■ **Task directions**:
Copy the data below word for word, beginning at the line that contains "Can you spot the tree" and stopping after the line that contains "x=595, y=43". Include both of those lines.

■ **Data to use**:
--
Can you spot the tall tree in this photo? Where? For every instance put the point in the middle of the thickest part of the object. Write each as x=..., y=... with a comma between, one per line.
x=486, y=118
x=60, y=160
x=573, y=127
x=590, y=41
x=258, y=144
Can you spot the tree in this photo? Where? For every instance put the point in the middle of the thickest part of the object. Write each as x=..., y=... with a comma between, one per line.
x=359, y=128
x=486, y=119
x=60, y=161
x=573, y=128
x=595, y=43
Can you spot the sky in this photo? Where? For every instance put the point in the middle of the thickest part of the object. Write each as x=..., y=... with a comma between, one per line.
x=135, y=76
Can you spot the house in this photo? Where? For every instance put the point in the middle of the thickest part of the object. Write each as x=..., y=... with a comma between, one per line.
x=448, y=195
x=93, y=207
--
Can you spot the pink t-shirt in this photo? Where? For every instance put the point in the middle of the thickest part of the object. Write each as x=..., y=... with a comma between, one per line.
--
■ **Output below**:
Can you spot the tree in this photo? Where? For every instance put the point in the middle of the thickest part of the object. Write each as x=..., y=... with a comma between, one per line.
x=359, y=128
x=486, y=119
x=60, y=161
x=573, y=128
x=595, y=43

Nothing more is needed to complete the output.